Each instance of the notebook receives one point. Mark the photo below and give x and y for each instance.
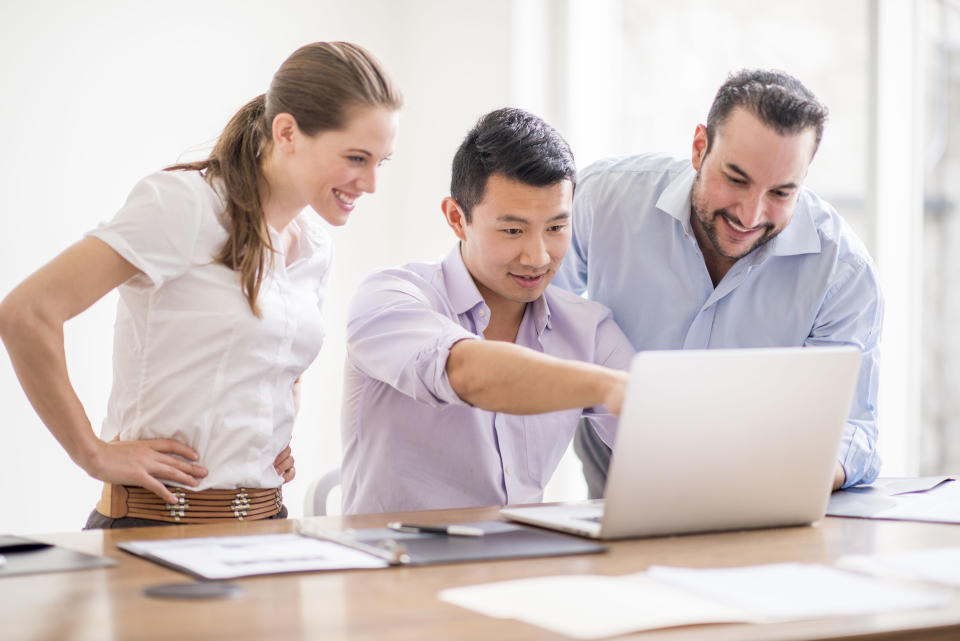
(718, 440)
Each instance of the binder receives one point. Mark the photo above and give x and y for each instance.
(500, 541)
(26, 556)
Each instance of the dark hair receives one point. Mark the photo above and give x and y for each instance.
(319, 85)
(778, 99)
(514, 143)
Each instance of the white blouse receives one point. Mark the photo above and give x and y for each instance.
(191, 362)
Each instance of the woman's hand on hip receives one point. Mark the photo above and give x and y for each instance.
(147, 464)
(284, 465)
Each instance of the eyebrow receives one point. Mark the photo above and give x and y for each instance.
(735, 169)
(510, 218)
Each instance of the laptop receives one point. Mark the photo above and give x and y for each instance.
(722, 439)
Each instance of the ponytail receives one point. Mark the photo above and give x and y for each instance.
(235, 160)
(318, 84)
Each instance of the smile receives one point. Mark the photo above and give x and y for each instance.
(528, 281)
(344, 198)
(735, 227)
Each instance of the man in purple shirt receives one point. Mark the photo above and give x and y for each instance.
(466, 377)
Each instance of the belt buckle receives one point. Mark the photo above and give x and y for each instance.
(178, 509)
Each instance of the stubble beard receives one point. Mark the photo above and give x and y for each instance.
(707, 222)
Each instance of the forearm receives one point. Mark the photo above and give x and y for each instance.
(504, 377)
(35, 347)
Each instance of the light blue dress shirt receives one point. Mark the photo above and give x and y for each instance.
(814, 284)
(409, 442)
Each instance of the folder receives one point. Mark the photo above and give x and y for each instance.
(500, 541)
(26, 556)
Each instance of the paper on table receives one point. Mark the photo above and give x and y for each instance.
(589, 606)
(784, 591)
(229, 557)
(932, 498)
(935, 565)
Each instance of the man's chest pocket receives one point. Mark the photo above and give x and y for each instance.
(547, 437)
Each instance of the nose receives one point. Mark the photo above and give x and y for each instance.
(535, 252)
(751, 210)
(368, 180)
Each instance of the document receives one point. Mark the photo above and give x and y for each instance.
(933, 565)
(785, 591)
(589, 606)
(229, 557)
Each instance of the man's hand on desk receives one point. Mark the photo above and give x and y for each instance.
(284, 465)
(839, 476)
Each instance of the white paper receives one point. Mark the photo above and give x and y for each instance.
(229, 557)
(934, 565)
(785, 591)
(589, 606)
(935, 498)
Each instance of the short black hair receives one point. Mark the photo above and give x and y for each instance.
(514, 143)
(778, 99)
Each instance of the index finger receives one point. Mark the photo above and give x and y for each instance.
(170, 446)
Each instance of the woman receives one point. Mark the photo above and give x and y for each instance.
(221, 280)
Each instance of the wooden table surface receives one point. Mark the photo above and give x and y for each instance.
(401, 603)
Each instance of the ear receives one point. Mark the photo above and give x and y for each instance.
(455, 217)
(284, 131)
(699, 146)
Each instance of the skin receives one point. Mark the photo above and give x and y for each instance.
(299, 171)
(512, 247)
(746, 191)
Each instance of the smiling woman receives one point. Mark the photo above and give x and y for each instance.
(221, 280)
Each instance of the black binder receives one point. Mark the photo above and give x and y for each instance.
(26, 556)
(500, 541)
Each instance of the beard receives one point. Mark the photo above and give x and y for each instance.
(708, 220)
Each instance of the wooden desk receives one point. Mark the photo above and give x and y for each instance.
(400, 604)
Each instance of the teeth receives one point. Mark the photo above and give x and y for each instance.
(342, 197)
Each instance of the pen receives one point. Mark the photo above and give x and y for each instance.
(449, 530)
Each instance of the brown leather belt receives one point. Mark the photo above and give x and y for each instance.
(205, 506)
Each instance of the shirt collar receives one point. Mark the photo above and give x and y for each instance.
(462, 291)
(540, 309)
(799, 237)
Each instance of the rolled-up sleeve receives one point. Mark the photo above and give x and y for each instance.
(398, 333)
(852, 314)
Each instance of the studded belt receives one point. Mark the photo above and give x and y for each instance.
(205, 506)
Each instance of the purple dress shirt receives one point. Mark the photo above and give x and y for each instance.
(409, 442)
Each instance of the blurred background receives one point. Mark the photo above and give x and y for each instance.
(97, 94)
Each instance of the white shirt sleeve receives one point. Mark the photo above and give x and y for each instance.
(156, 230)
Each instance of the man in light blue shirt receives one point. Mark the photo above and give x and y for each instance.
(728, 249)
(466, 377)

• Aim: Convert all of the records above into a Markdown table with the columns Number and Line, giving each row a number and skipping blank lines. Leave the pictures out.

• Task result:
| Number | Line |
|---|---|
| 1 | Each instance of the notebook receives one point. Mark the photo below and give x and y for each instance. |
| 2 | (718, 440) |
| 3 | Each instance of the binder receives one point. Mark the photo above and give x and y for each instance. |
| 4 | (500, 541) |
| 5 | (26, 556) |
| 6 | Each instance of the dark hair receives one point. Mark the photo above and give x and y for each instance. |
| 7 | (319, 85) |
| 8 | (778, 99) |
| 9 | (514, 143) |
| 10 | Each instance of the white blouse receives one point. Mark the photo above and give x and y for each instance. |
| 11 | (191, 362) |
| 12 | Each instance of the woman's hand on hip receives one point. Mark the photo above and give x and y for each instance. |
| 13 | (147, 464) |
| 14 | (284, 465) |
| 15 | Each instance of the eyebrow receives one point. Mark the photo above and give x and y for each instance. |
| 16 | (735, 169) |
| 17 | (510, 218) |
| 18 | Each instance of the laptop receives one point. Mark the photo above and give x and y for each instance. |
| 19 | (722, 439) |
| 20 | Each instance of the ponytail receives one point. Mark the photo above and give x and y for each instance. |
| 21 | (235, 160) |
| 22 | (318, 84) |
| 23 | Each instance of the smile receives one point. Mark the photo above and give x and y for each instance. |
| 24 | (528, 281) |
| 25 | (344, 198) |
| 26 | (735, 227) |
| 27 | Each instance of the man in purple shirt receives one point. Mark the photo above and give x and y for each instance. |
| 28 | (466, 377) |
| 29 | Each instance of the belt buckle receives one point. Mark the photo above and give x and y for each instance. |
| 30 | (178, 509) |
| 31 | Each instance of the stubble beard receives one point. Mark the photo above and give x and y for each instance. |
| 32 | (707, 222) |
| 33 | Each instance of the forearm receives one point. Mark the photo above and give x and y for each instance. |
| 34 | (504, 377) |
| 35 | (35, 347) |
| 36 | Each instance of the light blue dress shirt receives one point. Mark the photo above and give x and y for each instance. |
| 37 | (814, 284) |
| 38 | (409, 442) |
| 39 | Each instance of the folder receives one point. Mark the photo above and give x and y for each instance. |
| 40 | (500, 541) |
| 41 | (26, 556) |
| 42 | Each instance of the paper on table receives one point. Mark the photo above and give x and y for each instance. |
| 43 | (589, 606) |
| 44 | (784, 591) |
| 45 | (229, 557) |
| 46 | (932, 498) |
| 47 | (935, 565) |
| 48 | Each instance of the man's chest pocket receives one point. Mark the photo above and give x and y for each instance. |
| 49 | (547, 437) |
| 50 | Each instance of the nose receives one point. Mark the photo above and give x and y for each instance. |
| 51 | (535, 252) |
| 52 | (751, 210) |
| 53 | (368, 180) |
| 54 | Each instance of the document receives one point. Mark the photo above and give x and y for each instance. |
| 55 | (933, 565) |
| 56 | (785, 591) |
| 57 | (589, 606) |
| 58 | (229, 557) |
| 59 | Each instance of the man's hand on desk receives one point. Mark the photo above and give x and y for each instance. |
| 60 | (284, 465) |
| 61 | (839, 476) |
| 62 | Each instance of the white paper receives one point. Mark the photo above and give x and y for each instance. |
| 63 | (229, 557) |
| 64 | (934, 565) |
| 65 | (785, 591) |
| 66 | (589, 606) |
| 67 | (935, 498) |
| 68 | Each instance of the short black hair receives one point. Mark the photo above and give x and y for each instance. |
| 69 | (514, 143) |
| 70 | (778, 99) |
| 71 | Each instance of the index finger receives one point. Mark the photo above and give x and y for each instance. |
| 72 | (170, 446) |
| 73 | Each instance of the woman receives one point. Mark the photo above and give x and y for each instance. |
| 74 | (221, 280) |
| 75 | Each instance of the wooden table surface receives one point. Mark the photo above and give x and y for each instance. |
| 76 | (401, 603) |
| 77 | Each instance of the ear receives one point. Mark the photo above and give x and y for each instance. |
| 78 | (455, 217) |
| 79 | (284, 131) |
| 80 | (699, 146) |
| 81 | Each instance of the skin receives one point. Mark the photo above and give x and y for each instance. |
| 82 | (299, 171) |
| 83 | (512, 247) |
| 84 | (746, 191) |
| 85 | Each instance of the smiling woman receives one point. Mark the photo above and give x and y for each instance. |
| 86 | (221, 280) |
| 87 | Each instance of the black binder receives one point. Mark the photo above and give x and y for each instance. |
| 88 | (26, 556) |
| 89 | (500, 541) |
| 90 | Each instance of the beard receives one point. Mark the photo above and give x and y for each instance. |
| 91 | (708, 220) |
| 92 | Each instance of the wooden desk receives one point. Mark the photo above and give x and y for each instance. |
| 93 | (400, 604) |
| 94 | Each instance of the teeth receives one point. Mark the photo above and give x and y for each instance. |
| 95 | (342, 197) |
| 96 | Each instance of the pen receives one point. Mark the photo above and give x and y for each instance. |
| 97 | (449, 530) |
| 98 | Each instance of the brown leather belt receives one point. Mark the photo above and give x and y for each instance. |
| 99 | (205, 506) |
| 100 | Each instance of the shirt collar receives one point. Mark the photo above and give x and y for each instance. |
| 101 | (462, 291) |
| 102 | (540, 309) |
| 103 | (799, 237) |
| 104 | Each instance of the rolled-up sleeve receives one point. Mark the photo above and give x and y for each instance. |
| 105 | (398, 333) |
| 106 | (852, 314) |
| 107 | Each instance of the studded belt receives one point. Mark the photo above and give x and y for each instance. |
| 108 | (205, 506) |
| 109 | Each instance of the purple dress shirt receives one point. Mark the photo above and give x and y for each instance. |
| 110 | (409, 442) |
| 111 | Each instance of the blurred background receives one point. Mark the photo above and give x and y for each instance. |
| 112 | (97, 94) |
| 113 | Each instance of the white shirt sleeve receives one point. Mark the photo above and give x and y for each instance. |
| 114 | (156, 230) |
| 115 | Each instance of the man in light blue shirt receives one point. Mark the photo above and give x and y for each instance. |
| 116 | (728, 249) |
| 117 | (466, 377) |